> Document text
_ _ _

Similar to IRAs, HSAs have catch-up contributions, but unlike IRAs, HSA catch-up contributions can only be made by those who were 55 or older as of December 31, 2018 (as opposed to 50 or older by the same date for IRA catch-up contributions). The maximum HSA catch-up contribution is limited to 1,000 for 2018. However, if both you and your spouse were enrolled in a Family HDHP and were both 50 or older by the end of 2018, your catch-up contributions must be made to separate HSA accounts.
3. Get A Deduction For Making A Contribution To A SEP IRA
If you are a business owner, you may have yet another option at your disposal to secure a deduction and lower your 2018 tax liability; a SEP IRA contribution. Many employer plans, such as a 401(k) or a SIMPLE IRA, need to be set up (and in some cases, funded), before the end of the year. A SEP IRA, however, can be established and funded up to the tax filing deadline, including extensions, of the business sponsoring the plan.
As such, calendar-year partnerships and S corporations may generally establish and/or fund SEP IRAs for 2018 up through March 15, 2019. If those companies file for an extension, that deadline is pushed out until September 15, 2019. Alternatively, sole proprietors may generally establish and/or fund SEP IRAs for 2018 up through April 15, 2019, or October 15, 2019 if on extension.
Note that while filing an extension does not extend the deadline to make a traditional IRA contribution, it does extend the deadline to make a SEP IRA contribution. Thus, for business owners short on cash now, but who may be able to save enough to contribute to a SEP later in the year, the SEP IRA offers a distinct advantage.
However, because the SEP is an employer plan, if a business has employees (other than the owner), those employees may be entitled to a SEP contribution if one is made for the owner. This may reduce (or eliminate) any tax benefits that might be received for making those contributions.
4. Get A Credit For Making A Roth (Or Traditional) IRA Contribution
In general, there are two ways that you can lower your tax liability. You can use deductions to lower the amount of income that you pay tax on, or you can use credits to lower your actual tax bill. So far, we’ve only talked about deductions, but naturally, credits are more valuable since they reduce your tax liability dollar-for-dollar, whereas a deduction will only reduce your tax liability by some fraction of dollar.
Incredibly, in certain circumstances, Uncle Sam will actually subsidize your efforts to accumulate tax-favored retirement savings! It’s technically called the “Retirement Savings Contributions Credit,” but most people simply refer to it as the “Saver’s Credit.”
In order to qualify for the Saver’s Credit, you must pass a 4-part test. Specifically, you must:
- Be 18 or older
- NOT be a full-time student
- NOT be claimed as a dependent on someone else’s return
- Have adjusted gross income (AGI) within the applicable limits for your filing status
If you meet these requirements and did not already contribute at least $2,000 to some sort of retirement account for 2018 (including salary deferrals to a 401(k) and similar retirement accounts), contributing to an IRA now, for last year, will give you a tax credit. As the chart above shows, the maximum Saver’s Credit you’re entitled to varies based on your filing status and income, but an IRA contribution today, made for 2018, could net you up to a $1,000 credit to use towards your 2018 tax liability!

_ _ _

> Dataset items

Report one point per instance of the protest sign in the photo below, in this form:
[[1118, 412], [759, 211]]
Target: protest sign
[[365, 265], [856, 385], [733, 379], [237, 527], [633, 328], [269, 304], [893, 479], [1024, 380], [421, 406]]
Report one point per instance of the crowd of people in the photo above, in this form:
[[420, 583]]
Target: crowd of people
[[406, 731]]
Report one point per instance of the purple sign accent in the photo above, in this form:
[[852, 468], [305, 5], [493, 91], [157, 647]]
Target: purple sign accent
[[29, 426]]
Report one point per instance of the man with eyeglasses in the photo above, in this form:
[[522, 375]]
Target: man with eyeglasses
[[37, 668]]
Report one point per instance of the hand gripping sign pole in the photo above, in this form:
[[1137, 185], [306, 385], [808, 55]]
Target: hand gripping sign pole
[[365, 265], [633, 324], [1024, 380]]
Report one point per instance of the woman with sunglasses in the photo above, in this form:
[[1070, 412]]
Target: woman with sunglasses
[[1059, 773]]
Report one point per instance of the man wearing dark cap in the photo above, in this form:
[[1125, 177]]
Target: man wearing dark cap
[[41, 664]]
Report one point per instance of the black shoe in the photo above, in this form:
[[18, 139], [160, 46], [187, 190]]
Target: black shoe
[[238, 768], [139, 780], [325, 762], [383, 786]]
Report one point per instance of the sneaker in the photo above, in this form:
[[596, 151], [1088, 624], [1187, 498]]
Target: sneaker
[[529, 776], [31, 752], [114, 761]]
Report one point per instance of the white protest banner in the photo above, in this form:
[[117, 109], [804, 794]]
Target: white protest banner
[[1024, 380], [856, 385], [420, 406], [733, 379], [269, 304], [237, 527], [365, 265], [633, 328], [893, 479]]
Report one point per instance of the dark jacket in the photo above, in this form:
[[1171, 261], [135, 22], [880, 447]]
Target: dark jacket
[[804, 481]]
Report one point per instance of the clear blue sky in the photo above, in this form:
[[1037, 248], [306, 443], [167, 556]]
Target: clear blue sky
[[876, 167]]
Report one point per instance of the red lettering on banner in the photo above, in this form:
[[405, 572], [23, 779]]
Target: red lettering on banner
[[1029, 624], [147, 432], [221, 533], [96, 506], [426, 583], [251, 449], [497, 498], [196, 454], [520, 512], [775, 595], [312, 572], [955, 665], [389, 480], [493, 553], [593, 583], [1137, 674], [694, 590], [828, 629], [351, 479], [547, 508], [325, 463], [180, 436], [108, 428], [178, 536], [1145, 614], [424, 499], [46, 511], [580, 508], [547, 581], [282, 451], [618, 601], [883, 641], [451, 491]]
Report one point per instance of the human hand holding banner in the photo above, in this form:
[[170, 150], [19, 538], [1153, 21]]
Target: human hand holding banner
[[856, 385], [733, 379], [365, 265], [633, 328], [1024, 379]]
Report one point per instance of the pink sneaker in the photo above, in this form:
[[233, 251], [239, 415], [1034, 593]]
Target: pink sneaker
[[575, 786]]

_ _ _

> What you will do
1. In the text on retirement contributions and taxes, reproduce the passage that begins at "Note that while" and ends after "making those contributions.", switching "employees" to "staff members".
2. In the text on retirement contributions and taxes, by what date may sole proprietors generally establish and fund SEP IRAs for 2018 if they are not on extension?

> Responses by task
1.
Note that while filing an extension does not extend the deadline to make a traditional IRA contribution, it does extend the deadline to make a SEP IRA contribution. Thus, for business owners short on cash now, but who may be able to save enough to contribute to a SEP later in the year, the SEP IRA offers a distinct advantage.
However, because the SEP is an employer plan, if a business has staff members (other than the owner), those staff members may be entitled to a SEP contribution if one is made for the owner. This may reduce (or eliminate) any tax benefits that might be received for making those contributions.

2. April 15, 2019